**Work to do**
Reproduce all of the data that follows, character for character.

++++ Supplied data

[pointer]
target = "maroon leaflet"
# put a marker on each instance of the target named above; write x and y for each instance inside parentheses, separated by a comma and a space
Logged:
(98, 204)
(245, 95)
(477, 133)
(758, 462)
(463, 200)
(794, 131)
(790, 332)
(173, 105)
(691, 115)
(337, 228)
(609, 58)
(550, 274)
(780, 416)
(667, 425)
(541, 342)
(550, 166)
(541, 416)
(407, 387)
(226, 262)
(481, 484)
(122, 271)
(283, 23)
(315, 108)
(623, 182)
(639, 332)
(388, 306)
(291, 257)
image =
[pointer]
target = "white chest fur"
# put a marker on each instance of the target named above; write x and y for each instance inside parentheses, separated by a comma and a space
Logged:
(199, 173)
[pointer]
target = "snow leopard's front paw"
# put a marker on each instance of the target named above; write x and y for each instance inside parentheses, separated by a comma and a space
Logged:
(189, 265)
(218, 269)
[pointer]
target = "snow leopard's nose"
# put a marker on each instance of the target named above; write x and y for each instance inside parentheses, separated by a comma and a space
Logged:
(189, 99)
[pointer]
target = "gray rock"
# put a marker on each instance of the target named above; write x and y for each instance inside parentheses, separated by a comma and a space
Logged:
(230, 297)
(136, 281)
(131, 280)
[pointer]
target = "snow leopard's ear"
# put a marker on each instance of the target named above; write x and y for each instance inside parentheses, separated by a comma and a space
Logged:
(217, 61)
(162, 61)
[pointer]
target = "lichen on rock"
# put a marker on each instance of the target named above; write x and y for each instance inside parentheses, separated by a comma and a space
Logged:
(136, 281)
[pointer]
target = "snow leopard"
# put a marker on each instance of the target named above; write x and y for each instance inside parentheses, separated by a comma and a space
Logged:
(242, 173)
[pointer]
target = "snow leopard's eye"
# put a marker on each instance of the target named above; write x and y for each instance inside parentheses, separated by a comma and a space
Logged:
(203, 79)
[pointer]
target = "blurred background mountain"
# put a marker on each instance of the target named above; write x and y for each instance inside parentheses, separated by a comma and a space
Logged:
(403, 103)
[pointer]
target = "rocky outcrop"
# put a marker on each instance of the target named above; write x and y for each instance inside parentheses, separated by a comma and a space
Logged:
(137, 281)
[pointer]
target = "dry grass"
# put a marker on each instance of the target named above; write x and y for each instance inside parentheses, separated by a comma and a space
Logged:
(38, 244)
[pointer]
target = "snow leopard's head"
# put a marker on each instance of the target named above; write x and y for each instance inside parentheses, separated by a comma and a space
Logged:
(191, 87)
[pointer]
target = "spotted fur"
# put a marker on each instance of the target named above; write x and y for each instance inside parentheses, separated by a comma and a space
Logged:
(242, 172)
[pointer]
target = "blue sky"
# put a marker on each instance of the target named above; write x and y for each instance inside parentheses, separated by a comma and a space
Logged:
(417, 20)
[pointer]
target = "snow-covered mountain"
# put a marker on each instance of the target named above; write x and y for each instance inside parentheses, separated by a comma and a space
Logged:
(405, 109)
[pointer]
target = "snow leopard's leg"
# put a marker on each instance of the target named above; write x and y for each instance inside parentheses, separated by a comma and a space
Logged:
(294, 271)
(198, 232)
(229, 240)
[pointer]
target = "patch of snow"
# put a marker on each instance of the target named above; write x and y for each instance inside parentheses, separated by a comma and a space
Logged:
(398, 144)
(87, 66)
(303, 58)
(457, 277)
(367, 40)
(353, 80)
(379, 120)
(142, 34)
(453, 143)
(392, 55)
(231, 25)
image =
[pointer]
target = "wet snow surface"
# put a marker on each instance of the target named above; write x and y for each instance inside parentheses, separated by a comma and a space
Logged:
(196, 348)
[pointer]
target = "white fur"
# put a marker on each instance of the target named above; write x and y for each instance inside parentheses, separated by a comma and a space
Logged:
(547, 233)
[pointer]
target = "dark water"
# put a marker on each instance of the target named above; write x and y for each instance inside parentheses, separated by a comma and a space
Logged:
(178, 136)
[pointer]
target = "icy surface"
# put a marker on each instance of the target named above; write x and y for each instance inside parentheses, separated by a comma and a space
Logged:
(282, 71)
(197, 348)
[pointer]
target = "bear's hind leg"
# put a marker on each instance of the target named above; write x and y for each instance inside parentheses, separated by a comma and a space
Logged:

++++++++

**Task output**
[pointer]
target = "maroon leaflet"
# put a marker on each instance of the target named above; write x and y for each instance inside parentheses, separated by a comma and a space
Logged:
(98, 204)
(245, 95)
(477, 133)
(758, 462)
(463, 200)
(794, 131)
(790, 332)
(173, 105)
(691, 115)
(337, 228)
(609, 58)
(550, 274)
(780, 416)
(667, 425)
(541, 342)
(550, 166)
(541, 416)
(407, 387)
(226, 262)
(481, 484)
(122, 271)
(283, 23)
(315, 108)
(623, 182)
(639, 332)
(388, 306)
(291, 257)
image =
[pointer]
target = "white chest fur"
# put a marker on each instance of the target named above; write x and y for each instance inside parentheses, separated by a comma and a space
Logged:
(199, 173)
[pointer]
target = "snow leopard's front paw"
# put a marker on each instance of the target named above; write x and y for each instance inside parentheses, separated by a comma and a space
Logged:
(189, 265)
(218, 269)
[pointer]
target = "snow leopard's nose"
# put a marker on each instance of the target named above; write x and y for each instance inside parentheses, separated by a comma and a space
Logged:
(189, 99)
[pointer]
target = "gray rock"
# put a marker on each instance of the target named above; write x and y for each instance inside parentheses, separated by a comma and a space
Logged:
(230, 297)
(136, 281)
(131, 280)
[pointer]
target = "snow leopard's ear"
# put a marker on each instance of the target named above; write x and y for each instance inside parentheses, separated by a comma and a space
Logged:
(217, 61)
(162, 61)
[pointer]
target = "lichen on rock"
# put a marker on each instance of the target named above; write x and y for each instance inside parentheses, separated by a comma and a space
Logged:
(136, 281)
[pointer]
target = "snow leopard"
# put a marker on each instance of the target named above; write x and y for each instance inside parentheses, separated by a comma and a space
Logged:
(242, 173)
[pointer]
target = "snow leopard's eye"
# put a marker on each instance of the target named above; write x and y for each instance inside parentheses, separated by a comma and a space
Logged:
(203, 79)
[pointer]
target = "blurred background mountain"
# put a marker on each instance of the target named above; write x and y for each instance inside parentheses, separated by a comma and a space
Logged:
(403, 103)
[pointer]
target = "rocky outcrop"
# put a marker on each instance of the target named above; write x and y for each instance inside parentheses, separated by a comma and a space
Logged:
(137, 281)
[pointer]
target = "dry grass"
# put a marker on each instance of the target named above; write x and y for each instance inside parentheses, separated by a comma and a space
Logged:
(38, 244)
[pointer]
target = "snow leopard's head"
# put a marker on each instance of the target named above; write x and y for each instance inside parentheses, separated by a comma and a space
Logged:
(191, 87)
[pointer]
target = "spotted fur"
# put a marker on each instance of the target named above; write x and y for each instance inside parentheses, separated by a comma and a space
Logged:
(242, 172)
[pointer]
target = "blue sky"
# put a marker on each instance of the target named above; write x and y for each instance inside parentheses, separated by a comma and a space
Logged:
(417, 20)
[pointer]
target = "snow-covered mountain"
# put a marker on each instance of the target named above; write x and y for each instance inside parentheses, separated by a comma and a space
Logged:
(405, 109)
[pointer]
target = "snow leopard's leg"
# put a marker on each instance of the target named above; write x and y for each instance inside parentheses, separated by a comma and a space
Logged:
(294, 271)
(198, 232)
(229, 240)
[pointer]
target = "patch of snow"
# put a marker on each instance of the target named above; write x and y for each instance inside parentheses, separated by a comma and a space
Logged:
(398, 144)
(87, 66)
(303, 58)
(457, 277)
(367, 40)
(353, 80)
(379, 120)
(142, 34)
(453, 143)
(392, 55)
(231, 25)
image =
[pointer]
target = "wet snow surface"
# put a marker on each instance of the target named above; write x and y for each instance inside parentheses, separated by a comma and a space
Logged:
(196, 348)
[pointer]
target = "white fur"
# put a marker on each instance of the target named above; write x and y for each instance inside parentheses, separated by a comma and a space
Logged:
(547, 233)
[pointer]
target = "dark water"
# put a marker on each instance of the target named above; write x and y for each instance inside parentheses, separated by a comma and a space
Logged:
(178, 136)
[pointer]
target = "icy surface"
# put a marker on each instance of the target named above; write x and y for each instance inside parentheses, separated by a comma and a space
Logged:
(282, 71)
(197, 348)
[pointer]
target = "bear's hind leg"
# put a marker on each instance of the target named above; write x and y for each instance inside parentheses, separated by a comma and a space
Logged:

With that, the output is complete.